Excerpted text:
· · ·

Factors Affecting Enzyme Action: Temperature
- Enzymes work fastest at their ‘optimum temperature’
- In the human body, this optimum temperature is about 37⁰C
- Heating to high temperatures (beyond the optimum) will break the bonds that hold the enzyme together and the active site will lose its shape
- The enzyme has been denatured
The effect of temperature on enzyme activity
- As temperature increases (towards the optimum) the activity of enzymes increases
- This is because the molecules have more kinetic energy, move faster and have more successful collisions with the substrate molecules. This leads to a faster rate of reaction
- This means that low temperatures do not denature enzymes, they just make them work more slowly due to a lack of kinetic energy
Graph showing the effect of temperature on the rate of enzyme activity
Factors Affecting Enzyme Action: pH
- The optimum pH for most human enzymes is pH 7
- Some enzymes that are produced in acidic conditions, such as the stomach, have a lower optimum pH (pH 2)
- Some that are produced in alkaline conditions, such as the duodenum, have a higher optimum pH (pH 8 or 9)
- If the pH is too far above or too far below the optimum, the bonds that hold the amino acid chain together to make up the protein can be disrupted or broken
- This will change the shape of the active site, so the substrate can no longer fit into it, reducing the rate of activity
- Moving too far away from the optimum pH will cause the enzyme to denature and the reaction it is catalysing will stop
Effect of pH on enzyme activity
Graph showing the effect of pH on the rate of activity for an enzyme from the duodenum
Factors Affecting Enzyme Action: Substrate Concentration
- The greater the substrate concentration, the greater the enzyme activity and the higher the rate of reaction:
- As the number of substrate molecules increases, the likelihood of enzyme-substrate complex formation increases
- If the enzyme concentration remains fixed but the amount of substrate is increased past a certain point, however, all available active sites eventually become saturated and any further increase in substrate concentration will not increase the reaction rate
- When the active sites of the enzymes are all full, any substrate molecules that are added have nowhere to bind in order to form an enzyme-substrate complex
- For this reason, in the graph below there is a linear increase in reaction rate as substrate is added, which then plateaus when all active sites become occupied
- At this point (known as the saturation point), the substrate molecules are effectively ‘queuing up’ for an active site to become available
The effect of substrate concentration on the rate of an enzyme-catalysed reaction
Exam Tip
Remember the terminology when writing about enzymes is very important. Make sure you refer to an enzyme becoming ‘denatured’ not ‘dying’.

· · ·

Provided material:
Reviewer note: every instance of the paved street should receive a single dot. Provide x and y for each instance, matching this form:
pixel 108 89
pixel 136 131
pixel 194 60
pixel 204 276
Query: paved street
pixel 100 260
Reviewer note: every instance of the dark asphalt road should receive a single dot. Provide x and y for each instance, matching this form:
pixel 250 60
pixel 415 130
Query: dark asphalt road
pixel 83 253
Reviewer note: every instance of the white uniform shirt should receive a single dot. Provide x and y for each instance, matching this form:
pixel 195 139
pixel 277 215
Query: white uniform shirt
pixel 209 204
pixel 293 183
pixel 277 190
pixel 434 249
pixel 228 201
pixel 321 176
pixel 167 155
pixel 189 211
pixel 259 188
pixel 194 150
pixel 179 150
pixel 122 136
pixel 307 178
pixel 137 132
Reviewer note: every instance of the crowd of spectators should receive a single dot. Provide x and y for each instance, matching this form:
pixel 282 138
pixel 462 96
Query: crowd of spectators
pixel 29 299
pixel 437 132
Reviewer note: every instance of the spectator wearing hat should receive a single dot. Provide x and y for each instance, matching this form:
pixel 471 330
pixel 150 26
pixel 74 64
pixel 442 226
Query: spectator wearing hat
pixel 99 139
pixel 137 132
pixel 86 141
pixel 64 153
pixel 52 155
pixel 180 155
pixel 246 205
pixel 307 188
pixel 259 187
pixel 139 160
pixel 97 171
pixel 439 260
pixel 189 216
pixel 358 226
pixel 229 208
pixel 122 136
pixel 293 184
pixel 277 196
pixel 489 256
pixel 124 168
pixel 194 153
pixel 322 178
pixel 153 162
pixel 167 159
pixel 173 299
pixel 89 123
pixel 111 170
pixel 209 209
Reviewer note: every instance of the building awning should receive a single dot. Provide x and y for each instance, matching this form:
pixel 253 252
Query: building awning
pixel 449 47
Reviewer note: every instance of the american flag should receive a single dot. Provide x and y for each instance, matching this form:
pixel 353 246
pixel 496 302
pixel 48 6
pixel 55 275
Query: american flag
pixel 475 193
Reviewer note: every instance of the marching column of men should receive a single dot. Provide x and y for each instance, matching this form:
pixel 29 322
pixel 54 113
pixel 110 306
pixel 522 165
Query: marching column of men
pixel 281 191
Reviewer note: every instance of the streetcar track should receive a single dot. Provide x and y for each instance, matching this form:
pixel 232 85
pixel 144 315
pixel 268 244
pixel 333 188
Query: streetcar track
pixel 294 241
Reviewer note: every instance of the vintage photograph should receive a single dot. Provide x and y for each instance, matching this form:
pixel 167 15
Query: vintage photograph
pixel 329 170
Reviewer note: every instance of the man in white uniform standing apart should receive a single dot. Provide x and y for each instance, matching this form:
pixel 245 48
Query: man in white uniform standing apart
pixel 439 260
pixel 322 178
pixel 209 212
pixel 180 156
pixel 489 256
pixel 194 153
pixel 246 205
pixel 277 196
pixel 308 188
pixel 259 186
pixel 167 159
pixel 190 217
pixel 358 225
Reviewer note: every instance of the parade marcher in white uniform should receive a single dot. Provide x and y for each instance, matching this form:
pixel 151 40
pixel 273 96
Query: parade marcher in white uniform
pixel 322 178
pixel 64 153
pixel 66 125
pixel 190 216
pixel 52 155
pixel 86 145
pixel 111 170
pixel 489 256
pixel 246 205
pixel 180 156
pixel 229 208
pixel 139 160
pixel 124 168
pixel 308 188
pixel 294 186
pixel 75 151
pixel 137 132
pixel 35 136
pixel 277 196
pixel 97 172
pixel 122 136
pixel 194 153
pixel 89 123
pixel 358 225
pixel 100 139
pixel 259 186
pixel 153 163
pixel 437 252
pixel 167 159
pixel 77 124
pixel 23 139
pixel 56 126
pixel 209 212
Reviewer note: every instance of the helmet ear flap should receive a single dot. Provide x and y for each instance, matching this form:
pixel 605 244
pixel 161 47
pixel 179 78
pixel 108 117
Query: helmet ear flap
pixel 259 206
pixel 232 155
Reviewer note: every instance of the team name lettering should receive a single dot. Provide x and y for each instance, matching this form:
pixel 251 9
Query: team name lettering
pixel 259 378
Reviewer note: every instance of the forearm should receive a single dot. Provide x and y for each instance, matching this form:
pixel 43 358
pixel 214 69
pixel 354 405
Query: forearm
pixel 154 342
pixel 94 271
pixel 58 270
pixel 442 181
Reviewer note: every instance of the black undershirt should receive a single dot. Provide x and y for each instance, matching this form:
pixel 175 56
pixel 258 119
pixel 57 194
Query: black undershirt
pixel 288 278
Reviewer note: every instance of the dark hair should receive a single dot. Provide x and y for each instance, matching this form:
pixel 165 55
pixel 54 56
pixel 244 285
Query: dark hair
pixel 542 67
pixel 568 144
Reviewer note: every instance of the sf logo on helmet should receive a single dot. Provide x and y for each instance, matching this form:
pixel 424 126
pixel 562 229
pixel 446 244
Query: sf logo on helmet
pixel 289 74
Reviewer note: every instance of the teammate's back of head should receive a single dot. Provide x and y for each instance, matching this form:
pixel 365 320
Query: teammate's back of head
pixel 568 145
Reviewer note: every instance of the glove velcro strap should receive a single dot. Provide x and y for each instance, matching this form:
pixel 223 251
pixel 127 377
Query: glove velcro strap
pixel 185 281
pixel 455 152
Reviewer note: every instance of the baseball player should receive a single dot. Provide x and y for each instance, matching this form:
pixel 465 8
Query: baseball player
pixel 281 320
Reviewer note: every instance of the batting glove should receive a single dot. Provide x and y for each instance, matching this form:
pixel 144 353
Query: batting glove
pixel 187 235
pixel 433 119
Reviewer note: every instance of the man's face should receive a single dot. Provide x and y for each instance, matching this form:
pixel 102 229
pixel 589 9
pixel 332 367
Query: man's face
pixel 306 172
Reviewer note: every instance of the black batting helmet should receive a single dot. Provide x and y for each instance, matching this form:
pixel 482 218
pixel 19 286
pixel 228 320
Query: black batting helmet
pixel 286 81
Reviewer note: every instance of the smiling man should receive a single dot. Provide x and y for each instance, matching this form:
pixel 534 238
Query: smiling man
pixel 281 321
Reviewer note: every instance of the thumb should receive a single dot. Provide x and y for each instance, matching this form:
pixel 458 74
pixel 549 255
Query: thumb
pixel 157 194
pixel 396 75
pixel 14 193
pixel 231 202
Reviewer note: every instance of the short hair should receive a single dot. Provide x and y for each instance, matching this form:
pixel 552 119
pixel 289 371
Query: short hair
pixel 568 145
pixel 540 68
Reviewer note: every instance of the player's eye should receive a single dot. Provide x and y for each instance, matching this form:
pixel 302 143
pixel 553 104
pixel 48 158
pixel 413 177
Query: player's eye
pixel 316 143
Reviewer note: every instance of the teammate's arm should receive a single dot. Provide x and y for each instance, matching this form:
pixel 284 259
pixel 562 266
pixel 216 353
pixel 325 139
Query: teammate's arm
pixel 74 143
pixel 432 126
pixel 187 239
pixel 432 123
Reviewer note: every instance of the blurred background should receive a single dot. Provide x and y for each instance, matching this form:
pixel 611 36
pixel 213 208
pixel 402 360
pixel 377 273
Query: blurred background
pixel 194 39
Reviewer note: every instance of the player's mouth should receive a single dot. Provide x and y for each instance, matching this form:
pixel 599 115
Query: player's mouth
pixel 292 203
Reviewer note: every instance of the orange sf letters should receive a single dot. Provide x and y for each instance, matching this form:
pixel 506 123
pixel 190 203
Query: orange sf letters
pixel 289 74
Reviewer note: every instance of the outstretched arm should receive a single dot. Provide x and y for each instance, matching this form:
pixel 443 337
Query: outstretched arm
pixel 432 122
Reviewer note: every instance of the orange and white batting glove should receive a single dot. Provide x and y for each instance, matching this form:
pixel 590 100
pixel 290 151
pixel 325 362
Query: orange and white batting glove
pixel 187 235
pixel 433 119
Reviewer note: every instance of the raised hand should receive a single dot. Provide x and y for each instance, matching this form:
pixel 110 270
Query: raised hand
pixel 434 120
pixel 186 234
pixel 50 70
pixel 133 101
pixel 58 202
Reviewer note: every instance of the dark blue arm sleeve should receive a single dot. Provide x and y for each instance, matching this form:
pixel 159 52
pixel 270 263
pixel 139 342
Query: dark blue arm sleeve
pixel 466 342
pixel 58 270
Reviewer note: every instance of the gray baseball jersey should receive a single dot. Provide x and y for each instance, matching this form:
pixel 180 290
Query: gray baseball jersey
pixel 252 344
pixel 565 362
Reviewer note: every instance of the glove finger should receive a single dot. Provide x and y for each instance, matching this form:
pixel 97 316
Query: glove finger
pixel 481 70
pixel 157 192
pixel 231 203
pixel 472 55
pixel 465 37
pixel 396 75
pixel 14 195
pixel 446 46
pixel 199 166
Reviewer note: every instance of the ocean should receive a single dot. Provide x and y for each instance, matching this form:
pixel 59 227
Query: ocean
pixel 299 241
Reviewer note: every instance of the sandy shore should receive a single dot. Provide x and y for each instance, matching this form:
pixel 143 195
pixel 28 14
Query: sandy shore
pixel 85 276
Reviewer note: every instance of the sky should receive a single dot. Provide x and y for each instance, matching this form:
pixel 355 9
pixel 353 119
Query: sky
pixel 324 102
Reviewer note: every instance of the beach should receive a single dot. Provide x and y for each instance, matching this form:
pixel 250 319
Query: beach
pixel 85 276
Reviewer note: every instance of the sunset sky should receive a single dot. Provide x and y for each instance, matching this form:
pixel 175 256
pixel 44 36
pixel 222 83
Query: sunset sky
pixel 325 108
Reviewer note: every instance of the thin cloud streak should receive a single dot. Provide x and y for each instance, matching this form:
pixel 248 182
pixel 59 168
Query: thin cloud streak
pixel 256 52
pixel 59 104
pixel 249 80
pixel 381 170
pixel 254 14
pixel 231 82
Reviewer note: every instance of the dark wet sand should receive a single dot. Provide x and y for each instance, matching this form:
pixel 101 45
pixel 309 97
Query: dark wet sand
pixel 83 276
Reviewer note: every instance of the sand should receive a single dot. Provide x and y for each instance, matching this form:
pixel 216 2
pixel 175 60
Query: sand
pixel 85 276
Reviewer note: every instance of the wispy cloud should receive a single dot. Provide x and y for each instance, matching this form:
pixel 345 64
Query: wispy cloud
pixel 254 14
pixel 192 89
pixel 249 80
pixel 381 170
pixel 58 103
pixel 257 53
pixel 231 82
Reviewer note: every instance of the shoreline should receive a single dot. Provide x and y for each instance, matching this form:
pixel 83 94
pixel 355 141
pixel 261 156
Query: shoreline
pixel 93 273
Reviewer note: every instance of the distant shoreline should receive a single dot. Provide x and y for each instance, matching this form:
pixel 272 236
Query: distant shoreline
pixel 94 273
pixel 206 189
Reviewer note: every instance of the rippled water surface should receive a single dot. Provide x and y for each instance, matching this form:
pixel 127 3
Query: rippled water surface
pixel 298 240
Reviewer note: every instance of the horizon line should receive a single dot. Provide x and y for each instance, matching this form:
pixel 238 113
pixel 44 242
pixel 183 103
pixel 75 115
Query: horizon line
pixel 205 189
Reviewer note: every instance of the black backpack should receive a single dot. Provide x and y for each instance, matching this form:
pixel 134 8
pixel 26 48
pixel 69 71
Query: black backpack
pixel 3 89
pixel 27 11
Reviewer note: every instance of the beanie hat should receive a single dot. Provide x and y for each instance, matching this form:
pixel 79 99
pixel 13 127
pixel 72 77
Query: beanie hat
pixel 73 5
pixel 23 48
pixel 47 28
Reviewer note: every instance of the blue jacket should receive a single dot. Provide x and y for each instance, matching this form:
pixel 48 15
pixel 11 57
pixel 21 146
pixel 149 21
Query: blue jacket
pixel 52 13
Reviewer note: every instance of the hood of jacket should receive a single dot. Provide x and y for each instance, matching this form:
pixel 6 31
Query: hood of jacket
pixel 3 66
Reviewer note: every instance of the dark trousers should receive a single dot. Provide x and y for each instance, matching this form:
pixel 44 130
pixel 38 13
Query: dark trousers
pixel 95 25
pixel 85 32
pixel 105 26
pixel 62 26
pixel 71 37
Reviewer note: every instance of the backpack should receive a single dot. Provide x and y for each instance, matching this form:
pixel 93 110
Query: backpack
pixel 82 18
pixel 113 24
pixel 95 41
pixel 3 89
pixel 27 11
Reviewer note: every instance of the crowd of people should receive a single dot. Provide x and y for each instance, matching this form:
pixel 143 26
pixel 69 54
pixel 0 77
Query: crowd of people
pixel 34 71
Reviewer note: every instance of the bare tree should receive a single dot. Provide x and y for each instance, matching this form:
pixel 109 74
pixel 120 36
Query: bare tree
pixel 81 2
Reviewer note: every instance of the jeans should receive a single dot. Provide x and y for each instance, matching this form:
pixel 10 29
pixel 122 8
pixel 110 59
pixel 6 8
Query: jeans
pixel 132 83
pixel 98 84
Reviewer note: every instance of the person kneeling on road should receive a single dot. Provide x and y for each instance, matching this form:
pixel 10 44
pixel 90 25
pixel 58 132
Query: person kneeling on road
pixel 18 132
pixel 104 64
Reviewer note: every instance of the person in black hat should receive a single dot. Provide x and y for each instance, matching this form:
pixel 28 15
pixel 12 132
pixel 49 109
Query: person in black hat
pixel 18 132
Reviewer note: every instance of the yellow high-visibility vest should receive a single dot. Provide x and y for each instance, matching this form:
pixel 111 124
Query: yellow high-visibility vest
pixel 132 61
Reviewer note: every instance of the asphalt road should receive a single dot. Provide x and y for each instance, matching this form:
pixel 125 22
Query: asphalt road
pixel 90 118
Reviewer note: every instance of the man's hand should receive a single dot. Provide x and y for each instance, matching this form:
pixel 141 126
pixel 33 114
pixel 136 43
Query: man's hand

· · ·

Task goal:
Copy out the notes on factors affecting enzyme action from above again, word for word and in full.

Answer space:
Factors Affecting Enzyme Action: Temperature
- Enzymes work fastest at their ‘optimum temperature’
- In the human body, this optimum temperature is about 37⁰C
- Heating to high temperatures (beyond the optimum) will break the bonds that hold the enzyme together and the active site will lose its shape
- The enzyme has been denatured
The effect of temperature on enzyme activity
- As temperature increases (towards the optimum) the activity of enzymes increases
- This is because the molecules have more kinetic energy, move faster and have more successful collisions with the substrate molecules. This leads to a faster rate of reaction
- This means that low temperatures do not denature enzymes, they just make them work more slowly due to a lack of kinetic energy
Graph showing the effect of temperature on the rate of enzyme activity
Factors Affecting Enzyme Action: pH
- The optimum pH for most human enzymes is pH 7
- Some enzymes that are produced in acidic conditions, such as the stomach, have a lower optimum pH (pH 2)
- Some that are produced in alkaline conditions, such as the duodenum, have a higher optimum pH (pH 8 or 9)
- If the pH is too far above or too far below the optimum, the bonds that hold the amino acid chain together to make up the protein can be disrupted or broken
- This will change the shape of the active site, so the substrate can no longer fit into it, reducing the rate of activity
- Moving too far away from the optimum pH will cause the enzyme to denature and the reaction it is catalysing will stop
Effect of pH on enzyme activity
Graph showing the effect of pH on the rate of activity for an enzyme from the duodenum
Factors Affecting Enzyme Action: Substrate Concentration
- The greater the substrate concentration, the greater the enzyme activity and the higher the rate of reaction:
- As the number of substrate molecules increases, the likelihood of enzyme-substrate complex formation increases
- If the enzyme concentration remains fixed but the amount of substrate is increased past a certain point, however, all available active sites eventually become saturated and any further increase in substrate concentration will not increase the reaction rate
- When the active sites of the enzymes are all full, any substrate molecules that are added have nowhere to bind in order to form an enzyme-substrate complex
- For this reason, in the graph below there is a linear increase in reaction rate as substrate is added, which then plateaus when all active sites become occupied
- At this point (known as the saturation point), the substrate molecules are effectively ‘queuing up’ for an active site to become available
The effect of substrate concentration on the rate of an enzyme-catalysed reaction
Exam Tip
Remember the terminology when writing about enzymes is very important. Make sure you refer to an enzyme becoming ‘denatured’ not ‘dying’.